_Reading passage_.
--
We are focused on improving gross margin over time through scale economies, improved product throughput and performance, manufacturing efficiency, utilization of cloud capacity, and performance-driven pricing improvements to achieve our long-term overall gross margin target of 60%. At the same time, we will continue to be aggressive and creative, including potentially investing ahead of demand when we see attractive long-term opportunities to gain key customers, accelerate revenues, and drive gains in market share. Now I'm going to talk about operating expenses. Our non-GAAP operating expenses were $92.6 million, up 51% from a year ago at just more than half the rate of core revenue growth of 92%, demonstrating the strong operating leverage available as we grow our business. R&D was our largest area of investment at $69.8 million.

Speaker 2

We believe sustained R&D investment is essential to maintaining our technology leadership and requires being at the frontier of AI across silicon, systems, software, models, and cloud infrastructure to deliver the fastest performance. We have an exciting product roadmap to bring to market over the next several years, including near-term innovations such as the implementation of disaggregated inference solutions with multiple hardware partners, which we expect to begin to deliver in the second half of this year. Sales and marketing expense was $12.9 million, reflecting continued investment in customer engagement, field capacity, developer adoption, and go-to-market infrastructure to support increasing market demand. G&A expense was $9.9 million and will continue to step up significantly next quarter due to incremental costs associated with operating as a public company and rapid growth in the size of the business. Moving on to profitability.

Speaker 2

Core non-GAAP operating loss improved to near breakeven at -$3.5 million with operating margin of -2%, a significant improvement from a year ago when core operating loss was -$19.3 million and operating margin was -19%. It was also a nice improvement sequentially from Q4 2025 when operating margin was -10%. Core non-GAAP net loss was $2.5 million. While the temporary reduction in gross margin I described earlier that will result from renting back our systems until we deploy significant capacity in our own data centers will cause these metrics to regress somewhat for the next few quarters. We believe the steady improvement that we delivered over the past several quarters highlights our ability to achieve our target profitability profile of approximately 60% gross margin and 40% operating margin in the medium to long term. Moving on to our current cash position.
--
_Extracted data_.

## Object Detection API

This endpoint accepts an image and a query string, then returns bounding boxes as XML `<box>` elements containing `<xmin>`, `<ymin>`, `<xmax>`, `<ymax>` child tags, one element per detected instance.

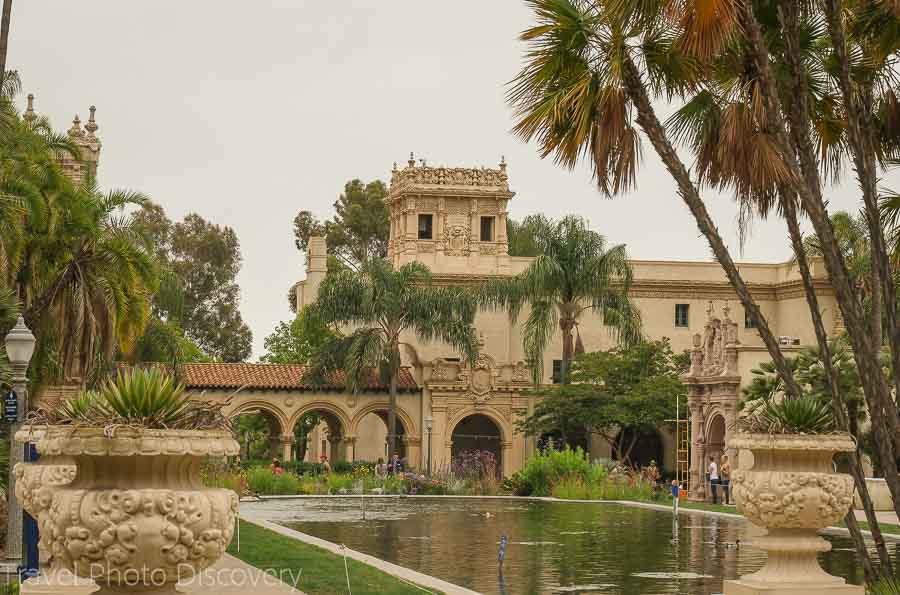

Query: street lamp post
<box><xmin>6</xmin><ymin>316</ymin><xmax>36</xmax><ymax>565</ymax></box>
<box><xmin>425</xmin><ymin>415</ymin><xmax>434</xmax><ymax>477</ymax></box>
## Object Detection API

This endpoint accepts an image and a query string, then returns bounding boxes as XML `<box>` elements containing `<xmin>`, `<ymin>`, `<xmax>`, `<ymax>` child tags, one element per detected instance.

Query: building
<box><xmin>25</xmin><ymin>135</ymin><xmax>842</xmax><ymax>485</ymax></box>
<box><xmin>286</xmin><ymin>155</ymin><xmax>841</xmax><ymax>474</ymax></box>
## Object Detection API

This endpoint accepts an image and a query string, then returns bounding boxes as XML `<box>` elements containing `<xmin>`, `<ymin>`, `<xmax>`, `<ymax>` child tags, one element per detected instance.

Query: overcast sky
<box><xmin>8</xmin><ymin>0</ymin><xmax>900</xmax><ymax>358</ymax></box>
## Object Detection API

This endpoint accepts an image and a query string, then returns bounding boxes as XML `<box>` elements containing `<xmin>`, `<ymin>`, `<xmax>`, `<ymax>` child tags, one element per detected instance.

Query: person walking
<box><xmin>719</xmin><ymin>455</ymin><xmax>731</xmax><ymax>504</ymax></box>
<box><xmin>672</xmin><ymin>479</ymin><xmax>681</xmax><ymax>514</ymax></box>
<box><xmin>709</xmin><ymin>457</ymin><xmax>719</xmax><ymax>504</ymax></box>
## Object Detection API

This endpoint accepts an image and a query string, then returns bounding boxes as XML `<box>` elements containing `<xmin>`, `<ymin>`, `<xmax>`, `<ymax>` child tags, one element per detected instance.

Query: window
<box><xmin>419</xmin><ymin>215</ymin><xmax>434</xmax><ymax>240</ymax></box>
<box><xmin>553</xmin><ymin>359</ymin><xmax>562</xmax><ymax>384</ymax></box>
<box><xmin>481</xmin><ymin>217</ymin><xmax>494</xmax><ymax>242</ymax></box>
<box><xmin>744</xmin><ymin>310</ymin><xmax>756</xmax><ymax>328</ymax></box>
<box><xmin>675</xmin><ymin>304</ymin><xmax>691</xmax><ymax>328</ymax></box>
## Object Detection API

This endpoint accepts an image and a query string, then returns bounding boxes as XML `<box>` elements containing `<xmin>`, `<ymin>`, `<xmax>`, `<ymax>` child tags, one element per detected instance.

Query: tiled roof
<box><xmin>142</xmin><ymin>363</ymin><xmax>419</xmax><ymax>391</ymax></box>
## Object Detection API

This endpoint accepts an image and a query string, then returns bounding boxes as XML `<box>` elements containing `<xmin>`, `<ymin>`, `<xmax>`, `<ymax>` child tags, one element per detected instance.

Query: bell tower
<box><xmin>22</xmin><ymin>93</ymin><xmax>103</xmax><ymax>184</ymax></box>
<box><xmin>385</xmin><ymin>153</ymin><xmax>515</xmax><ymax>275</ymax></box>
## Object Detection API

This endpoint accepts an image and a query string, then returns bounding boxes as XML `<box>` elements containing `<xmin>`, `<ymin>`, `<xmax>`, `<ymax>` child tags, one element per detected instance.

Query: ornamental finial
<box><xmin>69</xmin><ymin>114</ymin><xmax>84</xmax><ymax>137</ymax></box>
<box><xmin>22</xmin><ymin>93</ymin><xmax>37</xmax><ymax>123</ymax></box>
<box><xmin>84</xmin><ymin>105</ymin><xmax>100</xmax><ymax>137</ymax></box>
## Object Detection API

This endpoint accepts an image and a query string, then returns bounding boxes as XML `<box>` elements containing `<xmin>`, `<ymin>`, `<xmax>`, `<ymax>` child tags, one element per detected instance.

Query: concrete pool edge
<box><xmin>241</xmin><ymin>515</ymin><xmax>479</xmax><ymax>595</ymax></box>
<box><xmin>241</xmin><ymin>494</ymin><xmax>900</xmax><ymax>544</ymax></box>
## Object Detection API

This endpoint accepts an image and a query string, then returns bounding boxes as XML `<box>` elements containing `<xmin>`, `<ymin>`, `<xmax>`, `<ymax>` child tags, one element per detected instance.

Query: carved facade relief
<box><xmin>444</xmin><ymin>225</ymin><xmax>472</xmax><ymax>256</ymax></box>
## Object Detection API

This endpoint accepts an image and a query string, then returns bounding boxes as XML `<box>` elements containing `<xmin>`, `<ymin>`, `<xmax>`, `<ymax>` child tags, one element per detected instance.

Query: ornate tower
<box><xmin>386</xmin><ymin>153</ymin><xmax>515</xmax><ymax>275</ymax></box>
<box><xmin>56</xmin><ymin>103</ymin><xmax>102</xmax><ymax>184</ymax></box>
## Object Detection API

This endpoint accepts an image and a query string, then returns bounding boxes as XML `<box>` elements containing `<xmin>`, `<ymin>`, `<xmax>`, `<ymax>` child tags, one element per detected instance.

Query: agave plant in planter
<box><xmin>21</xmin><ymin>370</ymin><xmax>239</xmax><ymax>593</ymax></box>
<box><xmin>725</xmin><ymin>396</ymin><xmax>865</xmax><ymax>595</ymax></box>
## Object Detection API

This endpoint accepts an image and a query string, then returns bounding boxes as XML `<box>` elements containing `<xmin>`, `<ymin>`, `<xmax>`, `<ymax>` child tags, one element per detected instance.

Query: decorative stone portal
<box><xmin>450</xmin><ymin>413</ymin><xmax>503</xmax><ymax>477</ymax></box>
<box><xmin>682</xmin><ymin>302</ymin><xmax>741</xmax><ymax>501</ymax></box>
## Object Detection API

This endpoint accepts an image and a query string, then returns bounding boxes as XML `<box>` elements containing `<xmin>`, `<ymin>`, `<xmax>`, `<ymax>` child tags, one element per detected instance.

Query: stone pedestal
--
_Assignment_. In the earnings call transcript, how much was spent on R&D?

_Answer_. $69.8 million